Image point grounding data
● ● ●
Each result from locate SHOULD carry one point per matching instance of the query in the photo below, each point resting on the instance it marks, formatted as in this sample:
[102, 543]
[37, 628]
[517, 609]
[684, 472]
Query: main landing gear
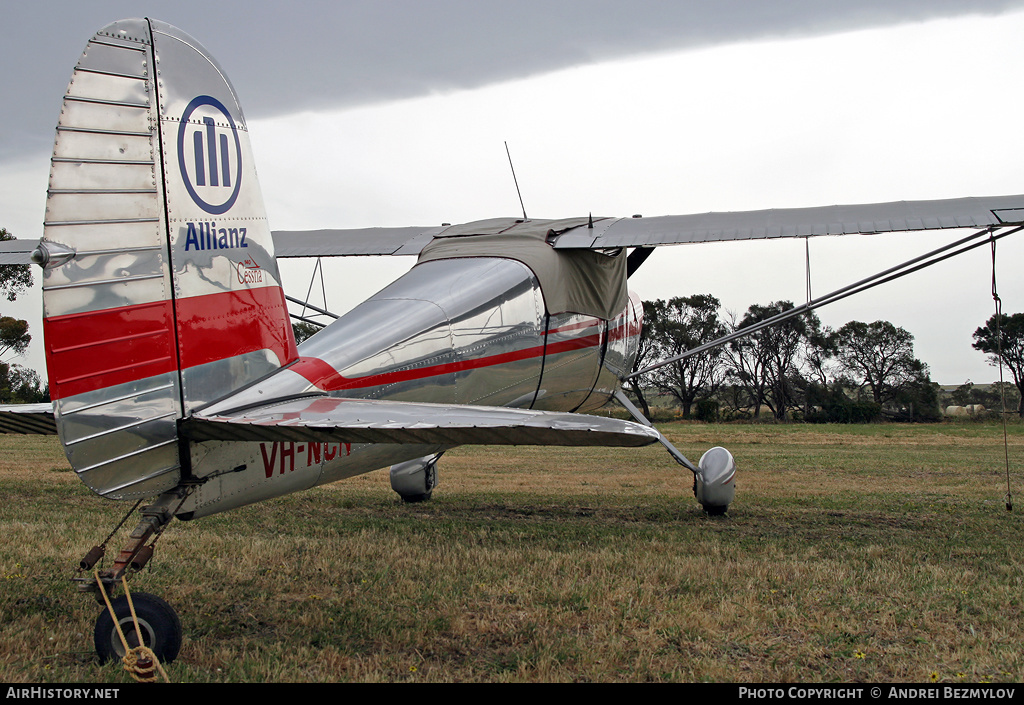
[155, 624]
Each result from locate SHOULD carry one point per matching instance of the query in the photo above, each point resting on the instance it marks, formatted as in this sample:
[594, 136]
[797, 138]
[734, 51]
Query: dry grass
[878, 553]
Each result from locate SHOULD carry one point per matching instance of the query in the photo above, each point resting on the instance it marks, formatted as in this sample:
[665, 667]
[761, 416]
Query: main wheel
[159, 624]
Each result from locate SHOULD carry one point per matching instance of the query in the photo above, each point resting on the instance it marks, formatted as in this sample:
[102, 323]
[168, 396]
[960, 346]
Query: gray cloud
[320, 53]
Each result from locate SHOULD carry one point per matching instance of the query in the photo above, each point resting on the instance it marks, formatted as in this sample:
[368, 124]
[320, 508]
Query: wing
[367, 241]
[799, 222]
[353, 420]
[665, 230]
[677, 230]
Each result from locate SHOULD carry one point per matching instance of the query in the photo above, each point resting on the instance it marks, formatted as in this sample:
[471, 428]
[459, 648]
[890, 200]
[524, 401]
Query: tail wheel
[158, 625]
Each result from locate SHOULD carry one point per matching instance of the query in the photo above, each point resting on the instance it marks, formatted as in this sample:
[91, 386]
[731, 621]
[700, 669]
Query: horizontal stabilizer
[351, 420]
[34, 419]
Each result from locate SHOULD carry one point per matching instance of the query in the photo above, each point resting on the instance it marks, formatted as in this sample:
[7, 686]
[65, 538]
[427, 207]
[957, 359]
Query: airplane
[174, 372]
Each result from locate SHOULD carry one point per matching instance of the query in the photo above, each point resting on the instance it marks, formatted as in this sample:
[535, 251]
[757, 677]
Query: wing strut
[673, 451]
[925, 260]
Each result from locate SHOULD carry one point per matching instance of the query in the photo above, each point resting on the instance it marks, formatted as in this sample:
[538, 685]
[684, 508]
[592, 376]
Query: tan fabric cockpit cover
[578, 281]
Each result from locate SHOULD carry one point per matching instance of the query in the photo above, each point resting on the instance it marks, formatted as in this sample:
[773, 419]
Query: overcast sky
[396, 113]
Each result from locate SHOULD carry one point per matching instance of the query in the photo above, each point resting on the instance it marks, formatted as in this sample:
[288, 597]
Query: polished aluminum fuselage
[455, 331]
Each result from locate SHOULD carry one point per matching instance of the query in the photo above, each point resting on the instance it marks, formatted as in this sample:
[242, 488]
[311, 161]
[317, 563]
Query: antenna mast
[515, 180]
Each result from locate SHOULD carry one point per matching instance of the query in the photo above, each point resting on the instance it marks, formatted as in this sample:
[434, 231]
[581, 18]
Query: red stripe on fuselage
[119, 345]
[326, 377]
● ● ●
- **PROBLEM**: When copying, output the data exactly and leave out the pictures.

- **EXERCISE ANSWER**:
Each result from locate SHOULD carry one point per matching instance of the query in the photo below, each point resting on the instance it marks, formatted as in this sample:
[102, 543]
[37, 628]
[517, 609]
[684, 472]
Query: main landing gear
[155, 624]
Each result from locate SHOULD carry one point per matching instance of the query in the photo above, each point resting on the instance it marks, formatted as in this sample:
[594, 136]
[797, 138]
[734, 51]
Query: dry grass
[878, 553]
Each result from locate SHOULD carry one point per matching instance of the query in the photo above, each point resting on the instance it marks, formatted as in this sample:
[665, 667]
[761, 416]
Query: main wheel
[159, 624]
Each result from locate SHOULD carry one point per matching instance of the query in the photo above, each point resting on the instance it marks, formatted as in this sample:
[102, 323]
[168, 396]
[960, 346]
Query: gray cloud
[320, 53]
Each result from locate SHOULD carry one point per matching instance of the query in the photo above, each point resting on the instance it marks, formatted as in this sample:
[368, 124]
[320, 508]
Query: wing
[367, 241]
[799, 222]
[353, 420]
[665, 230]
[677, 230]
Each result from locate SHOULD carry one point per matching instance of the query in the photo above, each point resting on the instance it marks, formatted as in this sample:
[471, 428]
[459, 648]
[890, 200]
[524, 401]
Query: tail wheel
[158, 625]
Each result from locate SHOULD carry one point per matching instance of the query in the photo above, each point resting on the instance it marks, formatted as in this sample:
[91, 386]
[731, 621]
[700, 669]
Query: horizontal stabilizer
[351, 420]
[34, 419]
Each result from locate SHOULD carry one point per matching instance of the query in the photo above, each point resting on the instance it marks, formatted as in this sample:
[7, 686]
[65, 538]
[427, 207]
[957, 359]
Query: airplane
[174, 372]
Each result from locate SHOULD carry one point per matching instance of the query in the photo above, each point resting on the instance it marks, formatted as in this sample:
[535, 251]
[757, 677]
Query: wing strut
[673, 451]
[925, 260]
Each result from locate SHOULD carry one point per matching instance of the query in the photo above, each point resting on the instance it marks, formatted as in this sample:
[538, 685]
[684, 508]
[592, 376]
Query: tan fabric cockpit cover
[578, 281]
Each result from locate SHOULD carry one point per matching instance of the query in the photo above, each point resting on the instance it marks, formatted as in this sample:
[773, 419]
Query: overcast sky
[396, 113]
Each result from locate SHOULD carry one point per matching instance of the query in the photo above, each point resting on the instance it marks, formatted as in this sample:
[288, 597]
Query: polished aluminum fuselage
[455, 331]
Each result from locate SHOULD carry one point per matching instance of the query in the photo above, each point resting on the instance it marks, formatted as in this sample:
[242, 488]
[311, 161]
[317, 563]
Query: antenna mast
[515, 180]
Each result from locate SHOULD carry one point per matching instance of the query in the photo above, each point resting on the instance it marks, formatted as in this sample:
[434, 231]
[581, 18]
Query: red stripe on fuselage
[119, 345]
[326, 377]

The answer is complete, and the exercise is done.